** Opening Provided entries block **

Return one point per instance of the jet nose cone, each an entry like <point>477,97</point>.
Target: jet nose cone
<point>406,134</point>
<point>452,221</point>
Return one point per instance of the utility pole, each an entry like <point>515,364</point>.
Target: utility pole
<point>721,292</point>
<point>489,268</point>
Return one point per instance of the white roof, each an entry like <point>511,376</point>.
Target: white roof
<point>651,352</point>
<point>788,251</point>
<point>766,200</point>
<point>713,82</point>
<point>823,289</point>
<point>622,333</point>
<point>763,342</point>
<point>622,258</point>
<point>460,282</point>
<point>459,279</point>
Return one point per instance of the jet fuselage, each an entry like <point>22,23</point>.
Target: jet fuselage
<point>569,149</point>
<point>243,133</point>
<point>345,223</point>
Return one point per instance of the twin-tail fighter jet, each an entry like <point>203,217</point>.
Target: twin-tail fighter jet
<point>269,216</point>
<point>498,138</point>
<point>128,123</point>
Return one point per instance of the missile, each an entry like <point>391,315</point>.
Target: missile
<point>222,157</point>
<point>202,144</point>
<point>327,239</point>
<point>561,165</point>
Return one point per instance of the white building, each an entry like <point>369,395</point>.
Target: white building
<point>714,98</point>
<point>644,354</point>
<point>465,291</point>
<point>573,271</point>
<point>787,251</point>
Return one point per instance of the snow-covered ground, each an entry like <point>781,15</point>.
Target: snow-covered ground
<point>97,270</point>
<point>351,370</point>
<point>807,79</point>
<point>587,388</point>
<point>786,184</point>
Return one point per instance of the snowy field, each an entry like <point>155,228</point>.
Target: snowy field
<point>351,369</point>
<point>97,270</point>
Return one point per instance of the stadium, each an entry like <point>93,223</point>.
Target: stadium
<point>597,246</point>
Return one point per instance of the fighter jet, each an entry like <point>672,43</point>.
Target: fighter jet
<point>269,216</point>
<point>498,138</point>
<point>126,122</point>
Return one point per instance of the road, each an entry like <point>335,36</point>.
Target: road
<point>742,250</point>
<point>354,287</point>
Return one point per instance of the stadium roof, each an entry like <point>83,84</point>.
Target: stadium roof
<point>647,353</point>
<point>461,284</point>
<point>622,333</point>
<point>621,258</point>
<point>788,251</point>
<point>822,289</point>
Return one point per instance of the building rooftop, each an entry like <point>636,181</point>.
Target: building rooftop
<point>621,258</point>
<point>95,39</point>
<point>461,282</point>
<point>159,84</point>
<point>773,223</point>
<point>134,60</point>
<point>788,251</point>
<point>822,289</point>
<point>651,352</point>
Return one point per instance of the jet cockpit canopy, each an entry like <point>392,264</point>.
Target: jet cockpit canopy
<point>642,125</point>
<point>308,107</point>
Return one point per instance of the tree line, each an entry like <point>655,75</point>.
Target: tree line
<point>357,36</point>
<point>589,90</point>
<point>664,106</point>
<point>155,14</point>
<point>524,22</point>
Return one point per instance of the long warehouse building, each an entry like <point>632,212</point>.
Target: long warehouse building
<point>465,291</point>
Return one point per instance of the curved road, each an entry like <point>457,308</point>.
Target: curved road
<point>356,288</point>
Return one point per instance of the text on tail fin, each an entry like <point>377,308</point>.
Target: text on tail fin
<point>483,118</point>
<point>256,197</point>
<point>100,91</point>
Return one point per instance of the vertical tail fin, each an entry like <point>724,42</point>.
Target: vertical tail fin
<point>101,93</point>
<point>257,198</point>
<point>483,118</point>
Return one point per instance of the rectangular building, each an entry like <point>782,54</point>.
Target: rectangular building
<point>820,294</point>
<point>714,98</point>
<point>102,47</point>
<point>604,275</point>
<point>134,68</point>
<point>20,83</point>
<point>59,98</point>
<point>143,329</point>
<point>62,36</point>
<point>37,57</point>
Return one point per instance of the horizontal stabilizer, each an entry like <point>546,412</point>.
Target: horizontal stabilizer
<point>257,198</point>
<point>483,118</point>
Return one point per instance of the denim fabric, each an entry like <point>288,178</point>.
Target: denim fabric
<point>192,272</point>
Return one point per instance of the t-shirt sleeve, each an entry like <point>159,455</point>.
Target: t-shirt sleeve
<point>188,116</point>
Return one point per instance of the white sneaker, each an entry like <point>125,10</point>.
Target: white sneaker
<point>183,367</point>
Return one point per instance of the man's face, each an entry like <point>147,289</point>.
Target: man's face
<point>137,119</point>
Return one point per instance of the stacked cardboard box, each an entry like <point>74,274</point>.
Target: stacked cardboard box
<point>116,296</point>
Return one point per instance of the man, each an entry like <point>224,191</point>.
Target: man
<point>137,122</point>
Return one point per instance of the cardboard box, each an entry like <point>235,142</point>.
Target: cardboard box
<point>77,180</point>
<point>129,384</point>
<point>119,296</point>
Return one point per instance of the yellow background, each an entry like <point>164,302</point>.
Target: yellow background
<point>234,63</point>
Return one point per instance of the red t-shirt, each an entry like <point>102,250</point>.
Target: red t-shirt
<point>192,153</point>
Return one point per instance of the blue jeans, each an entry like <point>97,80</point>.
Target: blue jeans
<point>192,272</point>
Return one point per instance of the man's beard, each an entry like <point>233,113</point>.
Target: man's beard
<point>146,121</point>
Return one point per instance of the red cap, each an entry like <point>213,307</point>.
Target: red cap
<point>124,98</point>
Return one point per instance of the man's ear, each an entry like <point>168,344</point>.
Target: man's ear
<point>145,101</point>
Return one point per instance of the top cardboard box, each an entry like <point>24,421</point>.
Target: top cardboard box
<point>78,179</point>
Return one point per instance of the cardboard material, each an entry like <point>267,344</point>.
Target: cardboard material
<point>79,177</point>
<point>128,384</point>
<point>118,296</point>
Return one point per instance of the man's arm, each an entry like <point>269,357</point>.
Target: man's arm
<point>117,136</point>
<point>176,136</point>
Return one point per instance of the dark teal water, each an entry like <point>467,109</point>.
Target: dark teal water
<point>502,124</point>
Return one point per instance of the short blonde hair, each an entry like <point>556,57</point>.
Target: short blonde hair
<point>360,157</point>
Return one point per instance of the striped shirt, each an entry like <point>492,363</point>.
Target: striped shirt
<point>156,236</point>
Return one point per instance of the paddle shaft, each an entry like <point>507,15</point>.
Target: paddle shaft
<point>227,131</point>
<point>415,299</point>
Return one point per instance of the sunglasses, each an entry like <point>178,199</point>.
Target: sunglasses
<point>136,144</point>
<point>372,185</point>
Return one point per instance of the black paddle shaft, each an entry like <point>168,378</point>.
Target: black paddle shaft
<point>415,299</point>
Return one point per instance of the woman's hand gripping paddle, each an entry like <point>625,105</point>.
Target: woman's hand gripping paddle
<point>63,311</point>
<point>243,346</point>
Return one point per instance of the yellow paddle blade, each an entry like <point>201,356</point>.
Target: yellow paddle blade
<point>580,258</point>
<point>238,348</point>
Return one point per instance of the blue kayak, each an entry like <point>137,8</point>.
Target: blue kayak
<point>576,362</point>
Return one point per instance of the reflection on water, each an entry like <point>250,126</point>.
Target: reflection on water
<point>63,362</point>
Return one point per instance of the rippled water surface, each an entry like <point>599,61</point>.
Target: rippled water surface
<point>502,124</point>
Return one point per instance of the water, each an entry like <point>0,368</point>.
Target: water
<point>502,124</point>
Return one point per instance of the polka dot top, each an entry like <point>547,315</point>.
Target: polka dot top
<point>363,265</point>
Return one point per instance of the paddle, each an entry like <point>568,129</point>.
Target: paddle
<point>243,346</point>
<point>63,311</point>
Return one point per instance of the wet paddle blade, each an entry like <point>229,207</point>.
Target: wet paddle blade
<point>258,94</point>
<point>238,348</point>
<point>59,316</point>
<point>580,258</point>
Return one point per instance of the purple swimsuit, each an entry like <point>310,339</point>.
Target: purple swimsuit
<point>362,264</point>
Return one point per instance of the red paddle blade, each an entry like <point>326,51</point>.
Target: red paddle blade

** Closing Provided entries block **

Task statement:
Your task is to retype, exactly and only, the lines from the one with "Target: rippled water surface" through the final line above.

Solved exercise:
Target: rippled water surface
<point>502,124</point>
Return one point per instance of the water, each an entry like <point>0,368</point>.
Target: water
<point>502,124</point>
Return one point per instance of the polka dot top, each an entry like <point>547,315</point>.
Target: polka dot top
<point>363,265</point>
Return one point per instance of the paddle, each an entry like <point>568,129</point>.
Target: paddle
<point>243,346</point>
<point>63,311</point>
Return one point per instance of the wet paddle blade, each an entry like <point>229,207</point>.
Target: wet paddle blade
<point>258,94</point>
<point>238,348</point>
<point>59,316</point>
<point>580,258</point>
Return one point per instance of the purple swimsuit, each an entry like <point>310,339</point>.
Target: purple swimsuit
<point>362,264</point>
Return one point per instance of the red paddle blade, each an entry like <point>326,51</point>.
Target: red paddle blade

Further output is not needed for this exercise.